» WORK REQUIRED: Skip the images; return every entry exactly.
=== INFORMATION SHOWN ===
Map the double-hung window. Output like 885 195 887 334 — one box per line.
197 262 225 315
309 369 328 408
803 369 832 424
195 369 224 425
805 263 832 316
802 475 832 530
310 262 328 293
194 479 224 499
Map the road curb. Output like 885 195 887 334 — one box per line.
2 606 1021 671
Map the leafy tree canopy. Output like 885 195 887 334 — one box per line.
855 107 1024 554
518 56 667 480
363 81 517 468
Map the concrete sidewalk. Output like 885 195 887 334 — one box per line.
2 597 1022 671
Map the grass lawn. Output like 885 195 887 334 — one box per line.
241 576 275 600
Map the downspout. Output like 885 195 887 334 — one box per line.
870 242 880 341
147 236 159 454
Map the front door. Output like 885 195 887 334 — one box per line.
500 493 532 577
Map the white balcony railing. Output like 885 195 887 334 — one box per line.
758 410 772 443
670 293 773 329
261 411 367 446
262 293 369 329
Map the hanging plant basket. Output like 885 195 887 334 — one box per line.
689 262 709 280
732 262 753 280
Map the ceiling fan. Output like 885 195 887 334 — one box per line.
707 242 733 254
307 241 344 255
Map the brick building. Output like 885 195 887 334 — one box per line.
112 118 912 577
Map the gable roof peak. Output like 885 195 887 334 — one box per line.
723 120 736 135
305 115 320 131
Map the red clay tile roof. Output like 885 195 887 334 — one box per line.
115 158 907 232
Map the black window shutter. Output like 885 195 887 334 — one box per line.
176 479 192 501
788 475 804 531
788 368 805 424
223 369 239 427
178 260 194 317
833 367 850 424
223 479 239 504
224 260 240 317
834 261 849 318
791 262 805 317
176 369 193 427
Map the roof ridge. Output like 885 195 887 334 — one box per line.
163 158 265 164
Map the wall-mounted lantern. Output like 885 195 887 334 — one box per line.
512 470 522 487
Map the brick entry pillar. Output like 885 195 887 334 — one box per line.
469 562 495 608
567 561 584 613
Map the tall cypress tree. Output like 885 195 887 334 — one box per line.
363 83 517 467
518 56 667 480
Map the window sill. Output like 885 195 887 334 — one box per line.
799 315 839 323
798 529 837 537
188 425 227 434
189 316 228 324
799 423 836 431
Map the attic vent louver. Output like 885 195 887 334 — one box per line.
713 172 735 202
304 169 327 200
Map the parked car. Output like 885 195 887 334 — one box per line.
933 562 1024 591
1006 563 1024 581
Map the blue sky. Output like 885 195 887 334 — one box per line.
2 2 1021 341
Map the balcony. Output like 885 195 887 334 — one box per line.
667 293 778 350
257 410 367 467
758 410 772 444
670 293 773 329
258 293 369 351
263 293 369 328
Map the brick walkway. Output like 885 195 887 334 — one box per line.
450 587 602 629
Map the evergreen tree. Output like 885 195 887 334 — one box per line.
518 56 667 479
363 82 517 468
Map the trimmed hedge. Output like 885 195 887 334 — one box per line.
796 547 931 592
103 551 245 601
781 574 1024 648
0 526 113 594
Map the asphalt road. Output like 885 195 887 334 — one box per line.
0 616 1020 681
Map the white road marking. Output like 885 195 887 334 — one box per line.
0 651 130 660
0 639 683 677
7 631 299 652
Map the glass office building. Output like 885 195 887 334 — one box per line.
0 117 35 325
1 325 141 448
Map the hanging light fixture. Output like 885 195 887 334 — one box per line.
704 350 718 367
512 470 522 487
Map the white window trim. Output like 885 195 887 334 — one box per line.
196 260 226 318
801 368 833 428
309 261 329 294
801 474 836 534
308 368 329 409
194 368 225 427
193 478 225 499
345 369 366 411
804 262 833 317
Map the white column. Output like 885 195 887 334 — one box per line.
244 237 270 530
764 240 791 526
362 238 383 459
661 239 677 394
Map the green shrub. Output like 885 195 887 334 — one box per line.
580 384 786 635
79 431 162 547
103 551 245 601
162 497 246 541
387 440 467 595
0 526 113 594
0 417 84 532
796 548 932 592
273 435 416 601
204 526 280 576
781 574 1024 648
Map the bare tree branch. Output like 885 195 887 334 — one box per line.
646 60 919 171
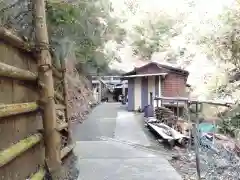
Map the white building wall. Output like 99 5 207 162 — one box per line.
134 78 142 110
148 76 155 105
===
» SOLVED PROBLEM:
Map the double-hung window. Output like 885 195 887 334 — one box per line.
197 262 225 315
309 369 328 408
803 369 832 424
195 369 224 425
805 263 832 316
802 475 832 530
310 262 328 293
194 479 224 499
Map the road curb. Output like 885 195 887 334 — one box per line.
2 606 1021 671
Map the leafy tree canopy. Output like 885 195 887 334 — one box per line.
855 107 1024 554
518 56 667 480
363 81 517 468
Map the concrete sidewalk. Output like 885 195 887 334 — one box per line.
2 597 1022 671
Map the grass lawn. Output like 885 195 887 334 — one box per line.
241 576 275 600
Map the downspout. Output like 885 195 887 334 — one box per line.
870 242 880 341
147 236 159 454
Map the front door. Output like 885 195 887 334 — one box per line.
500 493 532 577
Map the white balcony railing. Output like 885 195 887 334 — one box per line.
758 410 772 443
670 293 773 329
261 411 367 446
262 293 369 329
Map the hanging plant basket. Output like 885 195 887 334 — one box per line.
689 262 709 280
732 262 753 280
Map the ceiling fan. Output like 885 195 887 334 — one box per line.
707 242 733 254
307 241 344 255
Map the brick building. Output like 885 195 887 334 — one box per line.
112 118 912 577
Map the gable roof peak. Output like 885 195 887 334 — one box per line.
723 120 736 135
305 115 320 131
Map the red clay tile roof. Output like 885 195 887 334 — one box per line.
115 158 907 232
Map the black window shutter. Output like 885 195 887 334 — one box per line.
176 479 192 501
788 475 804 531
788 368 805 424
223 369 239 427
178 260 194 317
833 367 850 424
223 479 239 504
224 260 240 317
834 261 849 318
791 262 805 317
176 369 193 427
Map the roof ridge. Output like 885 195 887 334 — one box per line.
163 158 265 164
Map the wall-mounted lantern. Output like 885 195 887 334 — one box per line.
512 470 522 487
Map the brick entry pillar. Output like 885 195 887 334 — one box per line.
469 562 495 608
567 561 584 613
Map the tall cypress tree. Output like 885 195 887 334 — one box per line.
363 83 517 467
518 56 667 480
Map the window sill. Output like 885 195 887 334 — one box per line.
799 315 839 323
798 529 837 537
188 425 227 434
189 316 228 324
799 423 836 431
Map the attic vent louver. Output like 885 195 887 334 — one box per line.
713 172 735 202
304 169 327 200
Map the parked car. Output like 885 195 887 334 — one box per line.
933 562 1024 591
1006 563 1024 581
Map the blue sky. Output like 885 195 887 334 — one box per line.
2 2 1021 341
Map the balcony. Output like 885 195 887 334 — one box per line.
667 293 778 350
257 410 367 467
758 410 772 444
670 293 773 329
258 293 369 351
263 293 369 328
Map the brick walkway. Output like 885 195 887 334 — one box per line.
450 587 602 629
Map the evergreen tree. Output like 885 195 887 334 — one box per line.
518 56 667 479
363 82 517 468
Map the trimmed hedge. Output like 885 195 887 334 — one box per line.
796 547 931 592
103 551 245 601
781 574 1024 648
0 526 113 594
Map the asphalt road. Output like 885 195 887 334 — one box per line.
0 616 1020 681
Map the white road marking. Output like 885 195 887 334 — one box per line.
0 651 130 660
0 639 683 677
7 631 299 652
Map the glass office building. Output like 885 195 887 334 — one box per line.
0 117 35 325
1 325 141 448
Map the hanging light fixture. Output like 885 195 887 334 — one box per line.
704 350 718 367
512 470 522 487
Map the white window trim. Output like 885 195 887 334 — one box per line.
196 260 226 318
801 368 833 428
309 261 329 294
801 474 836 534
308 368 329 409
194 368 225 427
193 478 225 499
345 369 366 411
804 262 833 317
Map the white column. Output like 885 195 887 334 — one box per line.
244 237 270 530
764 240 791 526
362 238 383 459
661 239 677 394
Map the green shrub. Output like 885 195 887 334 — one box per line.
580 384 786 635
79 431 162 547
103 551 245 601
162 497 246 541
387 440 467 595
0 526 113 594
0 417 84 532
796 548 932 592
273 435 416 601
204 526 280 576
781 574 1024 648
Map the bare tree branch. Output like 885 195 887 334 — one box per line.
646 60 919 171
Map the white building wall. Output like 99 5 207 162 — one box per line.
134 78 142 110
148 76 155 105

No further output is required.